Complete the following
(A) In the passage on abandonment psychotherapy, update the text between "170 participants were" and "(TAU: n = 30).", inclusive, so that "nurses" is replaced by "psychologists".
(B) Do the following statements agree with the passage on abandonment psychotherapy? Answer yes or no for each, quoting the words from the passage that decide it.
(i) Abandonment psychotherapy runs for three months, with sessions twice a week.
(ii) In this study, abandonment psychotherapy gave superior long-term protection from the first suicidal relapse.
(iii) Patients were followed up three years after their initial assignment.

A new form of psychotherapy for suicidal patients
In the current issue of Psychotherapy and Psychosomatics a study discloses the long term effects of a particular form of psychotherapy in suicidal patients. Abandonment psychotherapy is a 3-month, twice-a-week, manualized cognitive-psychodynamic intervention that specifically targets the abandonment experiences and fears that are considered the cardinal feature of borderline personality disorder. It focuses on difficulties with romantic relationships that are common correlates of suicide attempt among these patients and depression.
170 participants were randomized to three treatment groups: abandonment psychotherapy delivered by certified psychotherapists (AP-P: n = 70), abandonment psychotherapy delivered by nurses (AP-N: n = 70), and treatment as usual (TAU: n = 30).
The most important finding of the study is that abandonment psychotherapy maintained its advantage over intensive treatment as usual, 3 years after the initial assignment. At the 3-year follow-up, patients who had received abandonment psychotherapy continued to have better ratings on measures of diagnosis and symptom improvement than patients assigned to treatment as usual. The durability of the superior results of abandonment psychotherapy over treatment as usual is indicated by the lack of differences between treatment groups when the analysis was performed considering time elapsed after treatment to the 3-year follow-up.
Overall, the study suggests that abandonment psychotherapy may speed up remission among patients with borderline personality disorder, acute depression, and suicide attempt, even though abandonment psychotherapy did not grant superior long-term protection from the first suicidal relapse and hospitalization in this study.

Stored data entries
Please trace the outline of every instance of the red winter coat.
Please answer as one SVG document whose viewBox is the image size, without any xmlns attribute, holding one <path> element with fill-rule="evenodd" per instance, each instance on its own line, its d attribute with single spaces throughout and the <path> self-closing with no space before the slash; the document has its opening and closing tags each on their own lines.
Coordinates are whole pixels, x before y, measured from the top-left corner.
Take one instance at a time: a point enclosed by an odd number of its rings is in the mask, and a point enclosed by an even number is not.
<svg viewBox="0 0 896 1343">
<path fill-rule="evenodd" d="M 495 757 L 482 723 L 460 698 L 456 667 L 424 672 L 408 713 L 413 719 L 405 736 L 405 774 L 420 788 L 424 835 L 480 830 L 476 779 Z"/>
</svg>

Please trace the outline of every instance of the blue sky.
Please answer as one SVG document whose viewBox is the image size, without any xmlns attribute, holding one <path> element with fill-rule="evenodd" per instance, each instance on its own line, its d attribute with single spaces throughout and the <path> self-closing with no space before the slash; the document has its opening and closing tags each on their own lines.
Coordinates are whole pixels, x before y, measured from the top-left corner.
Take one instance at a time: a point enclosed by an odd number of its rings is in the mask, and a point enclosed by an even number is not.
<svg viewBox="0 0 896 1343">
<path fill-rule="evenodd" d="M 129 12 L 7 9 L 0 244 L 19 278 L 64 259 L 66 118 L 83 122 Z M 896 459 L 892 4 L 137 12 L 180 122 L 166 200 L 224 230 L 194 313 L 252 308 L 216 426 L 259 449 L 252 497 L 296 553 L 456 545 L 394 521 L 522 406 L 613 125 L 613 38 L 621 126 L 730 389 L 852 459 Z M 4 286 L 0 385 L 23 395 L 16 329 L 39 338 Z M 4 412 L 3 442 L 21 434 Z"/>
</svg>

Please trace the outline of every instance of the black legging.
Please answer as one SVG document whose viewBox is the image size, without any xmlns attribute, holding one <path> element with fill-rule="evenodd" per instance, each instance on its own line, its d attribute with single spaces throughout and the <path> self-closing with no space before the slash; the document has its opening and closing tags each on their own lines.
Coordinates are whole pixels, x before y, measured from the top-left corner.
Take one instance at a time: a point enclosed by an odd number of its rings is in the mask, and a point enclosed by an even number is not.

Task responses
(A)
170 participants were randomized to three treatment groups: abandonment psychotherapy delivered by certified psychotherapists (AP-P: n = 70), abandonment psychotherapy delivered by psychologists (AP-N: n = 70), and treatment as usual (TAU: n = 30).

(B)
(i) Yes: "Abandonment psychotherapy is a 3-month, twice-a-week, manualized cognitive-psychodynamic intervention"
(ii) No: "abandonment psychotherapy did not grant superior long-term protection from the first suicidal relapse and hospitalization in this study"
(iii) Yes: "abandonment psychotherapy maintained its advantage over intensive treatment as usual, 3 years after the initial assignment"